ТЕКСТ ДЛЯ ЧТЕНИЯ:

Позже приходит час, лежащий за пределами этой книги, когда вторжение вещей завершается их победой: они перестают быть знаками слов, слова становятся их знаками. Применительно к схеме, принятой Абаевым, можно сказать, что, по мере того как древние слова все менее и менее обращены наружу в качестве "социоразделительных средств", а ориентированы на внутреннюю жизнь становящегося коллектива (группы, общины, племени), в обратной пропорции все более и более эмансипируются вещи. Из слуг они становятся господами: вторая сигнальная система сигнализирует им и о них. Начинается история познания.

ПИСЬМЕННОЕ ЗАДАНИЕ A:
Какие виды коллектива перечислены в скобках в тексте о словах и вещах? Запишите их в начальной форме.
Записи никак не связаны с текстом о словах и вещах.

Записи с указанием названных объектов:
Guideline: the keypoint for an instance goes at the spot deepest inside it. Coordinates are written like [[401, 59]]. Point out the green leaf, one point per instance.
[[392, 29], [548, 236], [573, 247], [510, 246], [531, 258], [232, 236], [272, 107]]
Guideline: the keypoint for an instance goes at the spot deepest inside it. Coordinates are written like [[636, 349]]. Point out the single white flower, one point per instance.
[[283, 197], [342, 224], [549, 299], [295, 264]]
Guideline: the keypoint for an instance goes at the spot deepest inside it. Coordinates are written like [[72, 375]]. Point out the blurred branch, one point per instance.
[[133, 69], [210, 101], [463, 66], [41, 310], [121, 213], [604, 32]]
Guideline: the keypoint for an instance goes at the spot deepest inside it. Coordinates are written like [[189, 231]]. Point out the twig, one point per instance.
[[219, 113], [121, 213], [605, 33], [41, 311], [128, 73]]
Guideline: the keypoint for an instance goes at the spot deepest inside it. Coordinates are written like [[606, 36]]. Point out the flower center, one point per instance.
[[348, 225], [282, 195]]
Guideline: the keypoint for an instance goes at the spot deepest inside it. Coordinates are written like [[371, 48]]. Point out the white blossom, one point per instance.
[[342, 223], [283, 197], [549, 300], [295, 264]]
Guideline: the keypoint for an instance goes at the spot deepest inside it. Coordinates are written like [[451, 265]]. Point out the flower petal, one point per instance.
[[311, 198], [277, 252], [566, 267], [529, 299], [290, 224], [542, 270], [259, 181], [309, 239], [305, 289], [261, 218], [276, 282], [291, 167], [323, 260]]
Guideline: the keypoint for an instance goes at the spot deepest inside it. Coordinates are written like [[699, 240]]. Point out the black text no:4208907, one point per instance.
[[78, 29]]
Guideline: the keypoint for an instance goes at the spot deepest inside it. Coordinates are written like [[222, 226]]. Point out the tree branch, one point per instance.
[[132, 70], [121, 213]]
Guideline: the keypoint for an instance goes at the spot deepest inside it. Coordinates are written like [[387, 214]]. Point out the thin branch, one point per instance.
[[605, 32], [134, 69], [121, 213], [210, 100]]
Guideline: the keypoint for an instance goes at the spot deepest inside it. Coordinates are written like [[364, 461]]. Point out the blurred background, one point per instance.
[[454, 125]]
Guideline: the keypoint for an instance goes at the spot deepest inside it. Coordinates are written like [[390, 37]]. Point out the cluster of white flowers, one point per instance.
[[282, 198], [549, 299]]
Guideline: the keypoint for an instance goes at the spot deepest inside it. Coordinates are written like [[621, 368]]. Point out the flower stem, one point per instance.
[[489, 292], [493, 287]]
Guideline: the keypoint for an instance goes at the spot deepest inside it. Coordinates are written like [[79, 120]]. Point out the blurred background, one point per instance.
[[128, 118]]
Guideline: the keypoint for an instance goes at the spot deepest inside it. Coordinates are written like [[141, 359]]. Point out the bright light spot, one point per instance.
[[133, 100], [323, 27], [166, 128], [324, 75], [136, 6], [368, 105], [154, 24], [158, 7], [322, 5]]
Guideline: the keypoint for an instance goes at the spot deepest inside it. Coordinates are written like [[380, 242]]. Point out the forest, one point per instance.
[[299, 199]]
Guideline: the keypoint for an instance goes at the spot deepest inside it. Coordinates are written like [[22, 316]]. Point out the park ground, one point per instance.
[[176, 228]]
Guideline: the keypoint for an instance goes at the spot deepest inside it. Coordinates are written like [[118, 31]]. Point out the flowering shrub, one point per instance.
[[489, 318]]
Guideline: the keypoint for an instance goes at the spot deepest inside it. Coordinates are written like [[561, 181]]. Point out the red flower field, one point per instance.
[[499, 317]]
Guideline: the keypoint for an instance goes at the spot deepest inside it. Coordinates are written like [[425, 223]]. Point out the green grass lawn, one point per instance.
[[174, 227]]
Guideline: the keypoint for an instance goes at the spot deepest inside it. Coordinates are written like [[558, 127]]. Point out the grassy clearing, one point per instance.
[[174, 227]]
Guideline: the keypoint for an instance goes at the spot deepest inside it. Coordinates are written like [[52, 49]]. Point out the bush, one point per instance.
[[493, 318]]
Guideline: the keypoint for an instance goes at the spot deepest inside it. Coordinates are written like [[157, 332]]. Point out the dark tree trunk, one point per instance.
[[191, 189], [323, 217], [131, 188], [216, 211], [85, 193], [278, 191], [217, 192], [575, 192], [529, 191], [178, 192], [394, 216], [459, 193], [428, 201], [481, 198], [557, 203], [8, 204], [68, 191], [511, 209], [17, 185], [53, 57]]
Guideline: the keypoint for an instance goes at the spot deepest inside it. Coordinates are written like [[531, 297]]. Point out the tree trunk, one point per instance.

ПИСЬМЕННОЕ ЗАДАНИЕ B:
Замените в записях «Point out» на «Mark» и приведите только строки от строки с «shrub, one point per instance.» до строки с «[[493, 318]]» включительно, ничего больше в них не меняя.

РАЗБОР РЕШЕНИЯ A:
Группа, община, племя.

РАЗБОР РЕШЕНИЯ B:
Guideline: the keypoint for an instance goes at the spot deepest inside it. Coordinates are written like [[118, 31]]. Mark the flowering shrub, one point per instance.
[[489, 318]]
Guideline: the keypoint for an instance goes at the spot deepest inside it. Coordinates are written like [[561, 181]]. Mark the red flower field, one point per instance.
[[499, 317]]
Guideline: the keypoint for an instance goes at the spot deepest inside it. Coordinates are written like [[425, 223]]. Mark the green grass lawn, one point per instance.
[[174, 227]]
Guideline: the keypoint for an instance goes at the spot deepest inside it. Coordinates are written like [[558, 127]]. Mark the grassy clearing, one point per instance.
[[174, 227]]
Guideline: the keypoint for an instance goes at the spot deepest inside it. Coordinates are written like [[52, 49]]. Mark the bush, one point per instance.
[[493, 318]]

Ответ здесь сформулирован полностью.